Records provided ->
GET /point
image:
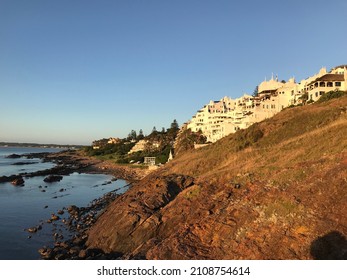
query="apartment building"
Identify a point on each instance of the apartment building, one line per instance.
(219, 118)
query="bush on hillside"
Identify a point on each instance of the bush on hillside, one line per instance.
(331, 95)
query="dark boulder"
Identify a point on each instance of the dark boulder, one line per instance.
(13, 156)
(53, 178)
(18, 181)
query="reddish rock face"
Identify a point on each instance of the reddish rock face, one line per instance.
(136, 217)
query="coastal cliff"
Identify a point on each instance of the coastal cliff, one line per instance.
(277, 190)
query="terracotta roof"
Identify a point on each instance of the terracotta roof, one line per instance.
(341, 66)
(329, 78)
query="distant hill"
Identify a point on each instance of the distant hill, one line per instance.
(277, 190)
(37, 145)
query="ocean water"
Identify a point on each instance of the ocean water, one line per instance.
(27, 206)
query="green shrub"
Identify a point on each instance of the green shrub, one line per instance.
(331, 95)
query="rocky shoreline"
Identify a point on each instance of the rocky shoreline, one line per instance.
(76, 221)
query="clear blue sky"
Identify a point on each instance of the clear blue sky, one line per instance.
(75, 71)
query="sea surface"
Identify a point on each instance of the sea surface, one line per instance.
(32, 204)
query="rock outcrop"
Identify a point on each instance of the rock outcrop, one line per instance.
(135, 218)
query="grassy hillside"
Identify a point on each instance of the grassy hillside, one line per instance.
(296, 136)
(277, 190)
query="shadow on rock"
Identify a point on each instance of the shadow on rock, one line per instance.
(332, 246)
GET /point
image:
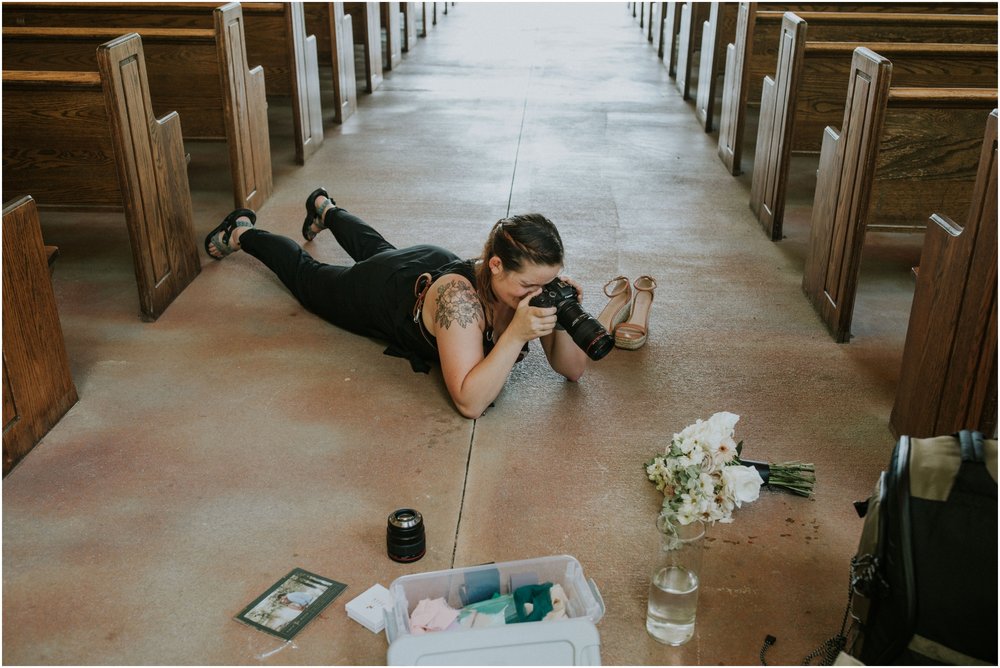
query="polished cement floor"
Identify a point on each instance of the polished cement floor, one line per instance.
(239, 437)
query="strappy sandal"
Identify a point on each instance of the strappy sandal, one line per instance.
(631, 334)
(619, 291)
(314, 217)
(219, 237)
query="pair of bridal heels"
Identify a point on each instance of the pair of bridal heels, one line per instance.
(626, 316)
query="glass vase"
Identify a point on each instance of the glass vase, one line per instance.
(673, 590)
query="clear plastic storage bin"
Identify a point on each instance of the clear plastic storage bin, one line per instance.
(570, 641)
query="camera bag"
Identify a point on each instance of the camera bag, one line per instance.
(924, 579)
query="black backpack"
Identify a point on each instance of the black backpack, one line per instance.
(924, 579)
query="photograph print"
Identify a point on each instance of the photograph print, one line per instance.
(291, 603)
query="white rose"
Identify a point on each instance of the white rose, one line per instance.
(744, 482)
(719, 430)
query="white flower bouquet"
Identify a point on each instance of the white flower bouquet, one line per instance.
(702, 477)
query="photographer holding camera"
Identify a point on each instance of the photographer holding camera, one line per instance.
(475, 317)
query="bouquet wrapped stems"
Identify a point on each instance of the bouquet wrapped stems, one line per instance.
(796, 477)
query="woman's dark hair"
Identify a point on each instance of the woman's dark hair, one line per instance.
(517, 240)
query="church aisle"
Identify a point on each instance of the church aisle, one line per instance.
(239, 436)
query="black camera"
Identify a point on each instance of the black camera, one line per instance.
(404, 535)
(589, 334)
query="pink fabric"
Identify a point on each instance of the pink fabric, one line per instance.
(432, 615)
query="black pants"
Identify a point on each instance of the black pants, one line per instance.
(373, 297)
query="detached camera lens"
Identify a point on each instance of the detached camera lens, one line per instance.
(404, 535)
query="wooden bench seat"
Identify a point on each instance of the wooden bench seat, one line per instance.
(948, 379)
(366, 22)
(389, 21)
(900, 153)
(719, 30)
(334, 33)
(273, 36)
(200, 73)
(91, 139)
(38, 387)
(806, 94)
(754, 53)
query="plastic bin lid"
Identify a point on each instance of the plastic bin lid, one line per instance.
(564, 642)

Task ->
Your output should be the full set of entries above, restated word for word and free of pictures.

Task result ->
GET /point
image:
query="apartment building"
Identify a point on each instance of the apartment building, one line per instance.
(219, 118)
query="bush on hillside"
Identify a point on each instance of the bush on hillside, one line per instance.
(331, 95)
query="dark boulder"
Identify a point on each instance of the dark boulder, one line per instance.
(13, 156)
(53, 178)
(18, 181)
query="reddish rock face"
Identify a point on each instance of the reddish rock face, one line per instance.
(136, 217)
query="coastal cliff"
Identify a point on each instance of the coastal cliff, one line per instance.
(277, 190)
query="terracotta roof"
Identify a point on each instance of the terracotta roof, one line per instance.
(341, 66)
(329, 78)
query="distant hill"
Identify a point on each instance of the distant hill, one line per instance.
(277, 190)
(37, 145)
query="ocean water"
Identify a point on each instance of the ocean water, one line per instance.
(27, 206)
query="green shrub"
Identify a point on each instance of the green shrub, one line per instance.
(331, 95)
query="rocky shoreline"
Identify a point on each instance of the rocky shoreline, one line per instance.
(76, 221)
query="clear blue sky"
Identify a point on each instance of the clear blue sky, one line per instance.
(75, 71)
query="sea surface"
Identify a point on each instance of the sea surface, one line per instance.
(32, 204)
query="rock outcrop"
Identify a point on each instance of the rock outcrop, one line per instance.
(135, 218)
query="grassy hillside"
Identify a point on each instance of the grassy hillside, one line per instance.
(296, 136)
(277, 190)
query="shadow on rock"
Identify a point on each instance of the shadow on rock, one line per instance.
(332, 246)
GET /point
image:
query="polished cement floor"
Identify a point on each instance of the polished cement floor, one line per instance.
(239, 437)
query="strappy sandal"
Identify a point on each instance of the strappy sandal, one line per instance.
(631, 334)
(619, 291)
(314, 217)
(219, 237)
query="pair of bridal heels"
Identify a point on each instance of the pair of bridal heels, one line per instance.
(626, 316)
query="glass vase"
Identify a point on each instance of the glass vase, one line per instance.
(673, 590)
query="clear plastic storage bin"
Identify a point on each instance of the clear plastic storage bin, one line per instance.
(570, 641)
query="camera bag"
Identify a point on each instance of the camera bag, one line per instance.
(924, 579)
query="black backpack"
Identify a point on each instance of the black backpack, one line per instance.
(924, 579)
query="photograph print"
Identify a point on each instance of the photograph print, one line per instance.
(291, 603)
query="white rose"
Identify a point on each instance of the white rose, one line per instance.
(744, 482)
(719, 430)
query="white flower bouquet"
Identify a point on each instance of the white flower bouquet, one line per instance.
(702, 477)
query="photographer holding camera"
Identify a point on each instance of the photographer holding camera, one line per instance.
(475, 317)
query="bouquet wrapped stems"
Identify a point on each instance of the bouquet wrapped stems, one line per instance.
(796, 477)
query="woman's dark hair"
Identify a point on each instance of the woman's dark hair, one line per instance.
(517, 240)
query="church aisle"
Identify a point on each instance of the church aisle, one line per instance.
(239, 436)
query="black camera"
Identify a point on each instance of the black camera, one line per instance.
(404, 535)
(589, 334)
query="pink fabric"
Identify a point on each instance of the pink fabric, one line per instance.
(432, 615)
query="black pants"
Identify a point on each instance of the black pants, one line per instance.
(373, 297)
query="detached camera lens"
Identify a point on each instance of the detached camera lens, one line per instance.
(404, 535)
query="wooden bench seat"
Identify a point on each instance of the wooden bench seat, one line per instance.
(948, 379)
(366, 22)
(389, 21)
(900, 153)
(719, 30)
(334, 33)
(273, 36)
(200, 73)
(91, 139)
(38, 387)
(806, 94)
(754, 53)
query="plastic bin lid"
Identify a point on each instance of the plastic bin lid, one line per instance.
(564, 642)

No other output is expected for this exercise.